**REQUIREMENT**
Convert the rows below into a CSV file with two columns named "input" and "output". Give one CSV line for each row, with its text under "input" and its answer under "output", each as a single quoted field and with every line break replaced by a space.

>>>>>

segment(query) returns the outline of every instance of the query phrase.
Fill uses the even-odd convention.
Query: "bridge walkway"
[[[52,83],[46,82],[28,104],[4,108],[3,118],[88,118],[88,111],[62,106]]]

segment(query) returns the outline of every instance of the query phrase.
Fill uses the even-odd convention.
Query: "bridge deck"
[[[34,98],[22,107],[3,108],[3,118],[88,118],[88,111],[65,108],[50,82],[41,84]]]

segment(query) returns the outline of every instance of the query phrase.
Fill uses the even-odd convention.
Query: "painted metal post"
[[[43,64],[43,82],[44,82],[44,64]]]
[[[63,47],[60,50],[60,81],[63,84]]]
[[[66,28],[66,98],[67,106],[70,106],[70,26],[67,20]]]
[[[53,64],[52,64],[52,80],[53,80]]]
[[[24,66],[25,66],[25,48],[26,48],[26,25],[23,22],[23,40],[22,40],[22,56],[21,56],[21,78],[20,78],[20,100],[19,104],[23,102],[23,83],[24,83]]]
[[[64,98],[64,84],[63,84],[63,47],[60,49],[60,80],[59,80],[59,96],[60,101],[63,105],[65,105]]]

<<<<<

**REPLY TO THE TASK**
input,output
"segment(query) returns the outline of every instance of the query phrase. Fill uses the even-odd convention. Query: ""bridge walkway""","[[[52,83],[46,82],[28,104],[4,108],[3,118],[88,118],[88,111],[62,106]]]"
"segment(query) returns the outline of every instance of the query phrase. Fill uses the even-odd convention. Query: ""bridge deck""","[[[34,98],[22,107],[3,108],[3,118],[88,118],[88,111],[65,108],[50,82],[41,84]]]"
"segment(query) returns the outline of every instance of the query phrase. Fill uses the even-odd convention. Query: ""painted metal post""","[[[43,64],[43,82],[44,82],[44,64]]] [[[63,47],[60,50],[60,81],[63,84]]] [[[66,28],[66,98],[67,106],[70,106],[70,26],[67,20]]] [[[53,64],[52,64],[52,80],[53,80]]] [[[24,66],[25,66],[25,48],[26,48],[26,25],[23,22],[23,40],[22,40],[22,56],[21,56],[21,78],[20,78],[20,100],[19,104],[23,102],[23,83],[24,83]]] [[[64,98],[64,84],[63,84],[63,47],[60,49],[60,80],[59,80],[59,96],[60,101],[63,105],[65,105]]]"